Dataset records:

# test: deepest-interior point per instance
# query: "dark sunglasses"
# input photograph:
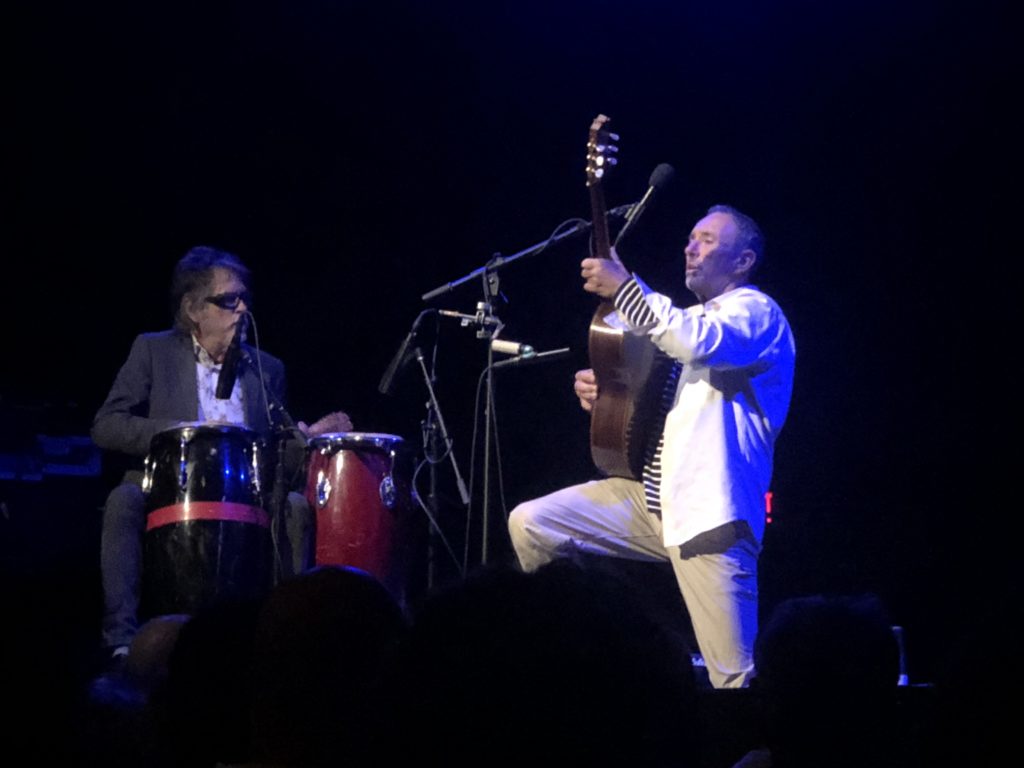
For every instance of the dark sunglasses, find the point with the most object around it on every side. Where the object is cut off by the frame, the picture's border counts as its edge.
(230, 300)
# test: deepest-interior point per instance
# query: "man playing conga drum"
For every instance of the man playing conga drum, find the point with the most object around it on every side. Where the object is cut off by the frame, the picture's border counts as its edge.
(169, 378)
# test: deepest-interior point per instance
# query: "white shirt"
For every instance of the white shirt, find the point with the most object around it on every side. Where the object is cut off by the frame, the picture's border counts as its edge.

Task description:
Lay out every line of the records above as a JSON list of strings, one string per line, with blank lines left out. Leave the pictures out.

Task response:
[
  "# test: deepest-interior point per instance",
  "# query: \"dark sunglasses\"",
  "# input photograph:",
  "For every instance of the dark sunglasses, find the point with the most object around it on every side. Where the object is cut off by the frame, the picture's border counts as its edge.",
  "(230, 300)",
  "# test: deepest-interior point per instance",
  "# query: \"man playing conga drum\"",
  "For every instance of the man playing conga drum, find the point with the most object around it on every side. Where the object is cut off by the frame, the picture's border counts as its edge.",
  "(169, 378)",
  "# test: deepest-interior point per instance",
  "# query: \"white shirt\"",
  "For every instance of the white shirt, find the point with the most object around it on every side. Where the object is cut off by the frame, the picture's border counts as its edge."
]